Requirement:
Reproduce the Erastus Salisbury Field biography below word for word, everything from "Born in Leverett, Massachusetts, Erastus" down to "and Biblical history.".

Page extract:
▼▼▼
Erastus Salisbury Field (1805 – 1900)
Born in Leverett, Massachusetts, Erastus Field kept his home most of his life in that state but did study briefly with Samuel F.B. Morse in New York City where he lived from 1842 to 1848. He was a folk portrait artist with little modeling skill, but is remembered for the social idealism exhibited by his subjects.
Unlike many of his peers who painted faces on pre-painted bodies, he did the faces first and the clothing addressed social position. He also did historical subjects, one of them being an American Centennial commemoration for Springfield, Massachusetts. He was also known for his scenes from classical mythology and Biblical history.
His wife was artist, Phebe Gilmore, who exhibited as Mrs. P. G. Field at the American Institute in New York City. The Fields lived first in Hartford, Connecticut, then in Monson and Palmer, Massachusetts from around 1832 to 1842. From 1842 to 1848 they lived in New York City.
While in New York City he began to ork with more difficult subject matter, producing The Embarkation of Ulysses” (c. 1844). In New York City he also became associated with the daguerreotypist Abram Bogardus, and on his return to Massachusetts in 1848 began advertising himself as a daguerreotypist. Using these skills, he based his portraits on photographs, and he also made hand-colored photographic portraits. After 1848, most of his paintings were biblical or historical subjects, sometimes adapted or copies from prints.
▲▲▲
Listed records:
▼▼▼
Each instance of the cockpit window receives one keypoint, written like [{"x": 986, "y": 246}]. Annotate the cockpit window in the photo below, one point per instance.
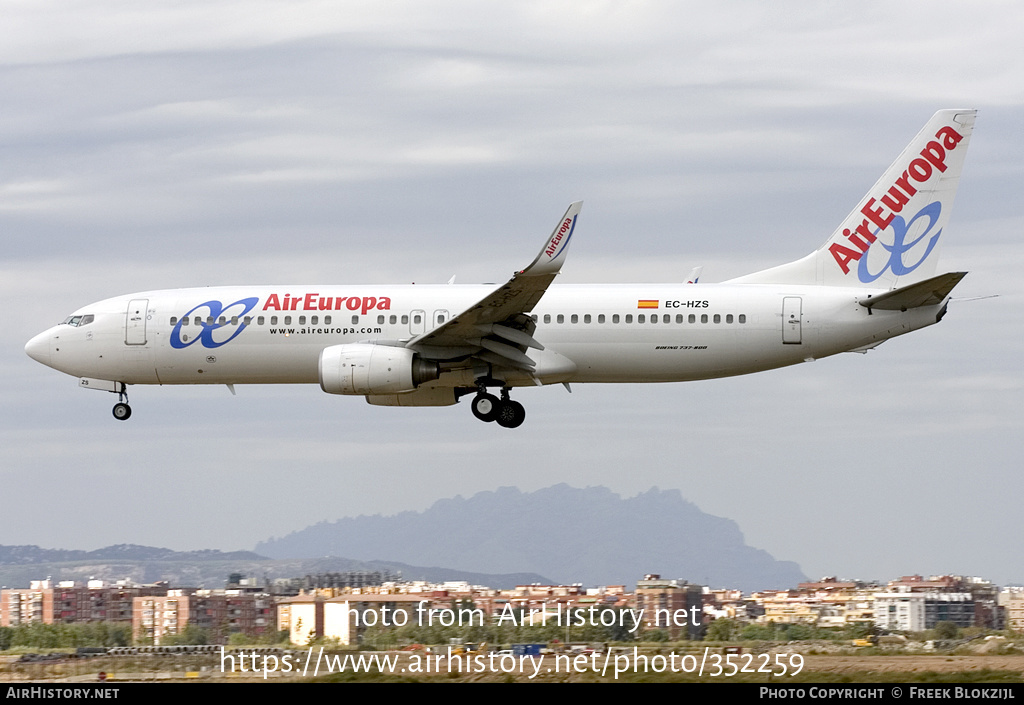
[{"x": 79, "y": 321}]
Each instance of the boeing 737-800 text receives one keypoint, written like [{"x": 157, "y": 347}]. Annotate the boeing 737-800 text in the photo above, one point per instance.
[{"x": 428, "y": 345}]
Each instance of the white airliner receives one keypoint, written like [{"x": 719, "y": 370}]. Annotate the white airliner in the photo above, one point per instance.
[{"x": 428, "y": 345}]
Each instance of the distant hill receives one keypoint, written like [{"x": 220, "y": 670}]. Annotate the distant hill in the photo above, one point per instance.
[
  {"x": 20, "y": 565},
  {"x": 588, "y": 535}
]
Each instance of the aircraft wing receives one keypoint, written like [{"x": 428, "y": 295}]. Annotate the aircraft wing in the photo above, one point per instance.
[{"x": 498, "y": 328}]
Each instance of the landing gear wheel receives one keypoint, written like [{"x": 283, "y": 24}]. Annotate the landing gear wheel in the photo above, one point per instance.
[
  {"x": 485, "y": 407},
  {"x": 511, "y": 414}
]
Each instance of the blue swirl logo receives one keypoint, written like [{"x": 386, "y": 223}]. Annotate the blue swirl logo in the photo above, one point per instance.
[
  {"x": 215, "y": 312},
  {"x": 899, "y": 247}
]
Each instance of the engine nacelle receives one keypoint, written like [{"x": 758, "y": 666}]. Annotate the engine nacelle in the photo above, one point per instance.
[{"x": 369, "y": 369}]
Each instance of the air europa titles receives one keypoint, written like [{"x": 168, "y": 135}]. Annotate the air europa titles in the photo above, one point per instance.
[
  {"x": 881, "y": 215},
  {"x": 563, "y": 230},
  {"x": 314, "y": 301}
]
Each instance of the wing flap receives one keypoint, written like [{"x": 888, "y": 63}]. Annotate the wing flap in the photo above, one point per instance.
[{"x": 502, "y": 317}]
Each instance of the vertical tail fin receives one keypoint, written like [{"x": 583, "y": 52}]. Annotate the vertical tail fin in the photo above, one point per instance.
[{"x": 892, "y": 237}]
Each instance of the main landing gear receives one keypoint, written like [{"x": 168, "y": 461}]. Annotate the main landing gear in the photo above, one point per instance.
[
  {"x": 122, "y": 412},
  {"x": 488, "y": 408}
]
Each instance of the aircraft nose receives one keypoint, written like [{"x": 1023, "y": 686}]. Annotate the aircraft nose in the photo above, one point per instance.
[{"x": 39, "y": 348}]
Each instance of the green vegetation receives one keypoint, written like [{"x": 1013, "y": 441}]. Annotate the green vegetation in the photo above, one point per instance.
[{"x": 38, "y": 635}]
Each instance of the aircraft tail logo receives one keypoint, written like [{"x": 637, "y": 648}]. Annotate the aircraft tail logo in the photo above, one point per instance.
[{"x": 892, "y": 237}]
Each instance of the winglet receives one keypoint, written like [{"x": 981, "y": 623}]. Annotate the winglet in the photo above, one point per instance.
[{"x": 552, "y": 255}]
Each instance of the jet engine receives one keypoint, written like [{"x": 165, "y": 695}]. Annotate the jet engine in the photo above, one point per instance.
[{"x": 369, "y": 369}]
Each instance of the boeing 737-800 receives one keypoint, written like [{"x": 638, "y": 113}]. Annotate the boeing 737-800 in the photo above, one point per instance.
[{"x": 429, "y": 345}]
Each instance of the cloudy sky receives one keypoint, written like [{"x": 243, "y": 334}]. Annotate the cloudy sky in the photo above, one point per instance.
▲▲▲
Correct answer:
Born in Leverett, Massachusetts, Erastus Field kept his home most of his life in that state but did study briefly with Samuel F.B. Morse in New York City where he lived from 1842 to 1848. He was a folk portrait artist with little modeling skill, but is remembered for the social idealism exhibited by his subjects.
Unlike many of his peers who painted faces on pre-painted bodies, he did the faces first and the clothing addressed social position. He also did historical subjects, one of them being an American Centennial commemoration for Springfield, Massachusetts. He was also known for his scenes from classical mythology and Biblical history.